→ Page extract:
☆ ☆ ☆

Tom: It reminds me of my own experience, when I finally ended up working at Crook’s. I made enough money working a few nights a week for the band to be able to rehearse three nights a week. After work, we’d go out to the Cradle to see who was playing. “We’ll drink a beer and see if they’re any good.” The cover was $2.
Bill: That’s the best way. I still do that. Not as often. I can’t just hang out in bars all the time, and I hate to be hungover, so I behave better. Sometimes I’ll just think, "I wonder who’s playing," and I’ll go. Even if I don’t really like it, I appreciate the creative effort involved. I like lots of things, so I’m always interested in what people are doing.
Tom: Chapel Hill, to me, is a special little world that I treasure in memory and grieve in imagination because I feel like it’s all gone, but you’re telling me it’s not.
Bill: Oh, no, it’s not gone. It’s different. Now, everyone can publish themselves and record themselves. They don’t need record companies anymore. You can do it on your phone, practically. There’s so many people now you can’t possibly keep up. Once upon a time, you could keep up with who was who and who you wanted to see. Now, you may or may not. It’s different in that regard, but the art and magic are still there. It just manifests differently now.
I have to say that the one reason I stayed here all these years was not the restaurants: It was the music. There are lots of people working in restaurants who are musicians. I love that. They have that work-hard/play-hard attitude that you need in a kitchen, too. They always tend to be smart people — and maybe argumentative and difficult, which creative people are, often. It’s all the same pack of dogs to me, the cooks and the musicians.

☆ ☆ ☆

→ Given records:
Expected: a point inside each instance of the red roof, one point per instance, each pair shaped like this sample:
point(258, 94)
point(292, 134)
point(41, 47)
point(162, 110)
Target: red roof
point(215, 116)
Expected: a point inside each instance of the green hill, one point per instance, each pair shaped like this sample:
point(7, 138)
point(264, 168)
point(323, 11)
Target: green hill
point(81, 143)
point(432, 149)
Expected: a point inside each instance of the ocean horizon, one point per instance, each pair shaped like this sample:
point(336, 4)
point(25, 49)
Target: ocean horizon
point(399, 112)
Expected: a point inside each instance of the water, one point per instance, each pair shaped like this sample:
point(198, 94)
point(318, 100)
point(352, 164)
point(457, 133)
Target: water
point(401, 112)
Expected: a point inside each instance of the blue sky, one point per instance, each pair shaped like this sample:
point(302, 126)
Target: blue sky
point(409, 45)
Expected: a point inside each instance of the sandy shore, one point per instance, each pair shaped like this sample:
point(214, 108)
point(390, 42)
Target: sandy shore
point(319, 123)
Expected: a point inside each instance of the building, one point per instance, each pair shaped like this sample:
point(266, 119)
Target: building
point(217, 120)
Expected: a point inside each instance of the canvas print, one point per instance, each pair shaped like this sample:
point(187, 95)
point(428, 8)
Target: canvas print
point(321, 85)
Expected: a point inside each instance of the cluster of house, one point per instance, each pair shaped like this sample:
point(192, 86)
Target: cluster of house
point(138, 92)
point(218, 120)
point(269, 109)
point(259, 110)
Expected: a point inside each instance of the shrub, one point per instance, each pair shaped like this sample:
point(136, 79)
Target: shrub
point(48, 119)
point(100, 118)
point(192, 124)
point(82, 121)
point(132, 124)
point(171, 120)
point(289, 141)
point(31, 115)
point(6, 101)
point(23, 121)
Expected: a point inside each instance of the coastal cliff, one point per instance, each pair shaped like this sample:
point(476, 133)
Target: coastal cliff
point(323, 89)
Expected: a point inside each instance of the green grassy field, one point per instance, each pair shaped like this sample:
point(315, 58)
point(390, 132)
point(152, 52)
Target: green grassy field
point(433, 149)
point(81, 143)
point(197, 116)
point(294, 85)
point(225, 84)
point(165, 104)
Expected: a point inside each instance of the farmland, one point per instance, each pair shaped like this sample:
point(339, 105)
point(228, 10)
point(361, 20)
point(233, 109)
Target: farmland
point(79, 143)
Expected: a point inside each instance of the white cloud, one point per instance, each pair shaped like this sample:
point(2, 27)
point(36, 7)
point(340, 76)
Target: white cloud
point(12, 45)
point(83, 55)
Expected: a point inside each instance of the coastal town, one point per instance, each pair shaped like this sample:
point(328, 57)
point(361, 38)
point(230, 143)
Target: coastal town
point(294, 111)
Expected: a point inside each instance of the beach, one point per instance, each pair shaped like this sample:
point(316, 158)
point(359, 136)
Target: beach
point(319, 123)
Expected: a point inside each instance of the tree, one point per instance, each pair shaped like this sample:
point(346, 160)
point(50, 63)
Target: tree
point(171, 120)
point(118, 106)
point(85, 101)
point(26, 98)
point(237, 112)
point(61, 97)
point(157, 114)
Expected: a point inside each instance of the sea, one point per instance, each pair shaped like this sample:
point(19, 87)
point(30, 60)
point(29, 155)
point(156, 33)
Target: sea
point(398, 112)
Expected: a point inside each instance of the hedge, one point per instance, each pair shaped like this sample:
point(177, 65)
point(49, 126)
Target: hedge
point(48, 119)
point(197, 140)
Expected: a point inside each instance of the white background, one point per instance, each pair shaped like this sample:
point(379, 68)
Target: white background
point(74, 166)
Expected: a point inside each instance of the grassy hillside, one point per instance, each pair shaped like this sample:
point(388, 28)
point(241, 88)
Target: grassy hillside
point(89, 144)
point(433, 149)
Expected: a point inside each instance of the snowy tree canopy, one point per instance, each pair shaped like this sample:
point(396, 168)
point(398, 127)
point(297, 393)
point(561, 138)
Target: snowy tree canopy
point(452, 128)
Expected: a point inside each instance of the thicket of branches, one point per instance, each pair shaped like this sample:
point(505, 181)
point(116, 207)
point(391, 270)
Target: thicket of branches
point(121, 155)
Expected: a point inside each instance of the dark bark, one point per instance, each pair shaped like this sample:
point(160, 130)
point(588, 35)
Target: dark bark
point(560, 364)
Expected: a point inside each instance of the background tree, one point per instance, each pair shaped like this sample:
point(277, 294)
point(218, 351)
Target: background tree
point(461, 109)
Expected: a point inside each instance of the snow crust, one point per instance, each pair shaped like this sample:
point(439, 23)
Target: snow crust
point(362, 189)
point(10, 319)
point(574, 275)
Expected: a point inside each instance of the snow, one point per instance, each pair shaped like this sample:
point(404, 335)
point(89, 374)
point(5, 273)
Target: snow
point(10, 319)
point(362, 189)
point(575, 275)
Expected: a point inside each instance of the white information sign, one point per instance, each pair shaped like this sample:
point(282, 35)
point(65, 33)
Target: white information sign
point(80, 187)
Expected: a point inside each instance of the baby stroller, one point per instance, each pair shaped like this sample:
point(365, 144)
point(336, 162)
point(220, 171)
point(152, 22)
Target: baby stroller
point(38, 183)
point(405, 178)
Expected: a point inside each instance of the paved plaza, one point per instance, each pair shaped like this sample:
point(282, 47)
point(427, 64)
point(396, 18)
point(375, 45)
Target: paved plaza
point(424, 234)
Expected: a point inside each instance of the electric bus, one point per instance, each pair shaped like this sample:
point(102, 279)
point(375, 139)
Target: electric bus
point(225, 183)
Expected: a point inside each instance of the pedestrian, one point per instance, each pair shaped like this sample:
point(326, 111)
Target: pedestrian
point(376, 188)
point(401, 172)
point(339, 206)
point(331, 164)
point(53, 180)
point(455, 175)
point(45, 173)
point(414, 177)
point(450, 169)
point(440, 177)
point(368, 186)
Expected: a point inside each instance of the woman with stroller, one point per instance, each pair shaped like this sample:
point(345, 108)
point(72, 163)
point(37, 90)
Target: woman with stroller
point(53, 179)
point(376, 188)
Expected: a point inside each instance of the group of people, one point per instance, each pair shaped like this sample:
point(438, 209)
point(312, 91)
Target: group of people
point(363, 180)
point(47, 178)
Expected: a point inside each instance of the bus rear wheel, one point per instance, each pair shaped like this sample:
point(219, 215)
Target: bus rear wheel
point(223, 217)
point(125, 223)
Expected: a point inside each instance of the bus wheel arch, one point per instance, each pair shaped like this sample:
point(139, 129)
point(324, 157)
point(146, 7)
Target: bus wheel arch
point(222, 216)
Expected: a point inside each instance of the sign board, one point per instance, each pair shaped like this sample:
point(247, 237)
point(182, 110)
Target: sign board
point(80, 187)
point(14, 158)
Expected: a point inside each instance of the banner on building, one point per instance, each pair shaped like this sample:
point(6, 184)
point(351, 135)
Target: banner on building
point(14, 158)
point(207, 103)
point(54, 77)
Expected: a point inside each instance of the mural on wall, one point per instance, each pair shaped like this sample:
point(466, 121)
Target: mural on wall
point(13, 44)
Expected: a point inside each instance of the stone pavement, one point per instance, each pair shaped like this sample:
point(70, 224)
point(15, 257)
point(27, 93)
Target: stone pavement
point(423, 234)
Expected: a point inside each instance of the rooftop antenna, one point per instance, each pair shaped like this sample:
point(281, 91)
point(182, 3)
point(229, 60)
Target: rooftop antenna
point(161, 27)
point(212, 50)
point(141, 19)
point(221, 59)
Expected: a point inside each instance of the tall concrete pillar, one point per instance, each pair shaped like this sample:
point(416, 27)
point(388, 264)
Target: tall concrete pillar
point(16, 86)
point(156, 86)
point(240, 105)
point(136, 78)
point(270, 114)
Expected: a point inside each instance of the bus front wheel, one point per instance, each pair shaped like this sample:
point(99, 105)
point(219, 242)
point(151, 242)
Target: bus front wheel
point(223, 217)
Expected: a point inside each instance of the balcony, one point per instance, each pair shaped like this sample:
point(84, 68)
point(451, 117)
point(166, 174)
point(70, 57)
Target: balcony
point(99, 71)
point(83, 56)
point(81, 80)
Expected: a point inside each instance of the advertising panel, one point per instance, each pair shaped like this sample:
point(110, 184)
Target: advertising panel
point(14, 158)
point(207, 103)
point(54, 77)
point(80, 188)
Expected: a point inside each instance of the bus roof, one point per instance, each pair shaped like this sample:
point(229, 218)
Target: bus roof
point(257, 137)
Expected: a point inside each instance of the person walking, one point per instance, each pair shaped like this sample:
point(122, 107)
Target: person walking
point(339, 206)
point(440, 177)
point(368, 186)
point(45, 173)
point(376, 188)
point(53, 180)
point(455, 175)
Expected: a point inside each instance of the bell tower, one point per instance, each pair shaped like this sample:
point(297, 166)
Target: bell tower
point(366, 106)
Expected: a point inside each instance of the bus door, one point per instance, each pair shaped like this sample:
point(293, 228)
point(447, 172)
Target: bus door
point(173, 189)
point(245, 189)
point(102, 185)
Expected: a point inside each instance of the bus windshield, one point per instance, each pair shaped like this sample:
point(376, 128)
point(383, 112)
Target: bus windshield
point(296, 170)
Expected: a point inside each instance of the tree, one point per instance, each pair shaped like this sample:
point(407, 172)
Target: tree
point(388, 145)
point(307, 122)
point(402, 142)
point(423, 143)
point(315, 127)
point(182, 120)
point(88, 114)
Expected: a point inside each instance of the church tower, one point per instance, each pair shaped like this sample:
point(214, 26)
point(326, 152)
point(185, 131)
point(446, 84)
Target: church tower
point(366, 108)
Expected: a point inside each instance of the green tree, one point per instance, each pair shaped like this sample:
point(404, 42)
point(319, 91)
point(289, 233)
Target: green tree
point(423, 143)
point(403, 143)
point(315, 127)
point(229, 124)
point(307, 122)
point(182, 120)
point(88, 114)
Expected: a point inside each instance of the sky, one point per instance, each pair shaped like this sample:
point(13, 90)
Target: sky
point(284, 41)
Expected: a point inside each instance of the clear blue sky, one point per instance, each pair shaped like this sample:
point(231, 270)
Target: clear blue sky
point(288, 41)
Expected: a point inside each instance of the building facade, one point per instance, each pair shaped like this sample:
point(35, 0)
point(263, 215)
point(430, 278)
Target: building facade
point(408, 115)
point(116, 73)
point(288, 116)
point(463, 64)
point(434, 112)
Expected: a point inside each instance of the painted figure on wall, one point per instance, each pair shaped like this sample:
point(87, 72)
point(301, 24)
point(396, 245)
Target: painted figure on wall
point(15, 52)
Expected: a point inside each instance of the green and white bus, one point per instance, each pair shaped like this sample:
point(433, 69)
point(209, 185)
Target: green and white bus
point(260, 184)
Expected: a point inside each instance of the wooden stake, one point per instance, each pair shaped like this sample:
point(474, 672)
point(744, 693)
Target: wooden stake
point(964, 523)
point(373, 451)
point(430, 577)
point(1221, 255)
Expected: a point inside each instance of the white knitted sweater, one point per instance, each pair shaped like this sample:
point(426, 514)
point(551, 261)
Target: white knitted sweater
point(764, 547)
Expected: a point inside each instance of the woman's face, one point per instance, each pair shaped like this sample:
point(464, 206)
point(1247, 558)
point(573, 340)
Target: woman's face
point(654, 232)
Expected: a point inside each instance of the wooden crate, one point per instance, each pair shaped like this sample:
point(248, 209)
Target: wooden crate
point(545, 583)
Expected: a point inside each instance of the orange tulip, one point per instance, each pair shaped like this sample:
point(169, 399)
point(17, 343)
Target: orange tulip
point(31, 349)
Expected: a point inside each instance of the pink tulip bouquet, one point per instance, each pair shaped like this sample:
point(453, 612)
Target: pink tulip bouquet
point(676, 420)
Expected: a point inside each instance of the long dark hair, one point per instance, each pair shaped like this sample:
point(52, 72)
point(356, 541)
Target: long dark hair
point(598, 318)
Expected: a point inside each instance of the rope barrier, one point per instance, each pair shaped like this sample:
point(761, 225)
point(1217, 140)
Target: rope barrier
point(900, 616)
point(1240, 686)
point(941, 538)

☆ ☆ ☆

→ Task requirements:
1 > In the Chapel Hill music interview, rewrite the paragraph beginning "I have to say that the one reason" as a short bulleted list that keeps its main points.
2 > Resume the Chapel Hill music interview after its last sentence.
The rows play no part in this work.

→ Responses to the tasks:
1 >
- Music, not the restaurants, kept the speaker here all these years.
- Many restaurant workers are musicians, which the speaker loves.
- Musicians have the work-hard/play-hard attitude a kitchen also needs.
- They tend to be smart, and perhaps argumentative and difficult, as creative people often are.
- To the speaker, cooks and musicians are "the same pack of dogs."

2 >
In which Bill Smith becomes an accidental chef, and an “impresario of people’s good times.”
Tom: At some point it was revealed that you were a cook.
Bill: I found out I was a cook as an adult. It never occurred to me until I was probably in my late 20s that [cooking] might be a job for me.
It was when I went to work with Bill [Neal] at La Residence. I was actually going to Europe. I was going to join my boyfriend in England, and I didn’t have enough money. One of my roommates, Susan Perry, was the head waitress at La Residence. She said, "I think they need somebody to peel potatoes or whatever." I was given that job, and chopped parsley and all that kind of stuff. It was cool. I liked it. It was fun to be there.
When I came back, I was rehired. By then, I realized that the aesthetic of this profession suited me. I would never have guessed it in a million years. That’s when I sort of jumped in with both feet, because I really loved doing it. It was serendipity. It was like tripping over it. It wasn’t a goal, ever, until I got into it, and then, of course, it became one.
Tom: The food-service industry is often the recourse for the wanderer.
Bill: It is. I had worked in restaurants before, but not in a serious kitchen. In Chapel Hill in the ’60s and ’70s, you could wait tables a couple of nights a week and live with a bunch of your friends in a big house and just have a big old time. I had been waiting tables and doing line work at a coffee shop, and that was fun and really suited me. You didn’t have to behave yourself.
[With La Res, it was] the mid-’70s, and I just did what I was told. I was the low man on the totem in the beginning and you learned all the time. It was great. It was exciting, and French cooking was new to me. I liked pretty much everything I had, and, like I said, the expectation was good food so it was the way I had grown up. It was a good fit.
Tom: You mention the "aesthetic of the profession." That’s an interesting turn of phrase.
Bill: I grew up where the dinner table was important. I guess it occurred to me that you could transfer that importance to a profession. It’s always appealed to me. I’ve always enjoyed the idea of sort of being an impresario of people’s good times. I might like to bring them good food, and I see that as the reason they come to sit down, but I really like sort of instigating parties. The fact that you could do, for a job, something where people come in and be loud and be with friends and have a great time — that’s the aesthetic I’m thinking about.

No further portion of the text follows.